REQUIRED ACTION :: A faithful copy is required: transcribe each line below exactly, minus the pictures.

::::::::::

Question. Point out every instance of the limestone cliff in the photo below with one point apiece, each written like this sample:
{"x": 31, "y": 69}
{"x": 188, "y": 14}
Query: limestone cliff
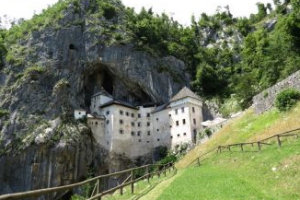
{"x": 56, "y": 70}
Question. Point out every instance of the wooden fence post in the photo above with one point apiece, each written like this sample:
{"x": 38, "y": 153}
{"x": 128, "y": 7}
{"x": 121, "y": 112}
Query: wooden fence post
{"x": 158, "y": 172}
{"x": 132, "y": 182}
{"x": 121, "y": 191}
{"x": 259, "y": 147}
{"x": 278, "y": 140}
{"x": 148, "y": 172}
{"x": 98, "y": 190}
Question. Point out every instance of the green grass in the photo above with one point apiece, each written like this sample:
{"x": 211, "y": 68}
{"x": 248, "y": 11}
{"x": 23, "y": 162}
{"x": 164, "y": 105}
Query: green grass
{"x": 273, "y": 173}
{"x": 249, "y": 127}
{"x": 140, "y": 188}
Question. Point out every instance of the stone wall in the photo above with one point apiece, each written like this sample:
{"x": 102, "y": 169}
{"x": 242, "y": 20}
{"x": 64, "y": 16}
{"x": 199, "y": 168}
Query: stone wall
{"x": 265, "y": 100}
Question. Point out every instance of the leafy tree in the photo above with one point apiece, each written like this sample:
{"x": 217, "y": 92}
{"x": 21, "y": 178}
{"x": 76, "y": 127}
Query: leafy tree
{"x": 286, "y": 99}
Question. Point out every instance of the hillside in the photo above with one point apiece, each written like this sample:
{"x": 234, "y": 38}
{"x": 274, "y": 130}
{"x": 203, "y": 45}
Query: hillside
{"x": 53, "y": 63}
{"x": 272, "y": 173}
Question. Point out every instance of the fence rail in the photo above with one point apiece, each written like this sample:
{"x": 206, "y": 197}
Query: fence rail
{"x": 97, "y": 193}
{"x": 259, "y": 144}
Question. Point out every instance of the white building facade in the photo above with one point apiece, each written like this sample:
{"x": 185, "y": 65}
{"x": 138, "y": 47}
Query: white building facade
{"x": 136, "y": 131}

::::::::::

RESPONSE TO THE TASK ::
Question. Point out every instance of the limestone cliff in the photo below with one point apiece, each written like this sample:
{"x": 31, "y": 69}
{"x": 188, "y": 14}
Query: limestone cliff
{"x": 56, "y": 70}
Question. Point out every instance of the wooden fence post in the photo above with one point apiece, each written like this sample:
{"x": 38, "y": 153}
{"x": 128, "y": 7}
{"x": 121, "y": 112}
Query: wooden fence post
{"x": 158, "y": 172}
{"x": 132, "y": 182}
{"x": 121, "y": 191}
{"x": 259, "y": 147}
{"x": 278, "y": 140}
{"x": 148, "y": 172}
{"x": 98, "y": 190}
Question. Point out every instance of the green grass in the photo above with one point apiece, each written like this sample:
{"x": 211, "y": 68}
{"x": 248, "y": 11}
{"x": 23, "y": 162}
{"x": 164, "y": 105}
Query: green grass
{"x": 273, "y": 173}
{"x": 249, "y": 127}
{"x": 140, "y": 188}
Question. Point out every instance of the stone wall in the photo above with one point apiece, each written like this sample:
{"x": 102, "y": 169}
{"x": 242, "y": 20}
{"x": 64, "y": 16}
{"x": 199, "y": 168}
Query: stone wall
{"x": 265, "y": 100}
Question. Point out every instance of the leafy tree in the photo above with one point apiece, each written like this sample:
{"x": 217, "y": 92}
{"x": 21, "y": 178}
{"x": 76, "y": 127}
Query: leafy tree
{"x": 286, "y": 99}
Question. Point out every instance of the hillside in the photo above with one point apiece, each written like this sample:
{"x": 234, "y": 38}
{"x": 274, "y": 130}
{"x": 203, "y": 45}
Query: hillside
{"x": 53, "y": 63}
{"x": 272, "y": 173}
Question. Point out every instance of the fence rail in the photo above with one point apiece, each written like this sample:
{"x": 206, "y": 197}
Query: fence rail
{"x": 97, "y": 193}
{"x": 259, "y": 144}
Question. Point out every instance of the white building facade in the photo above with one point apiece, each written like this sample:
{"x": 185, "y": 65}
{"x": 138, "y": 47}
Query: white building facade
{"x": 136, "y": 131}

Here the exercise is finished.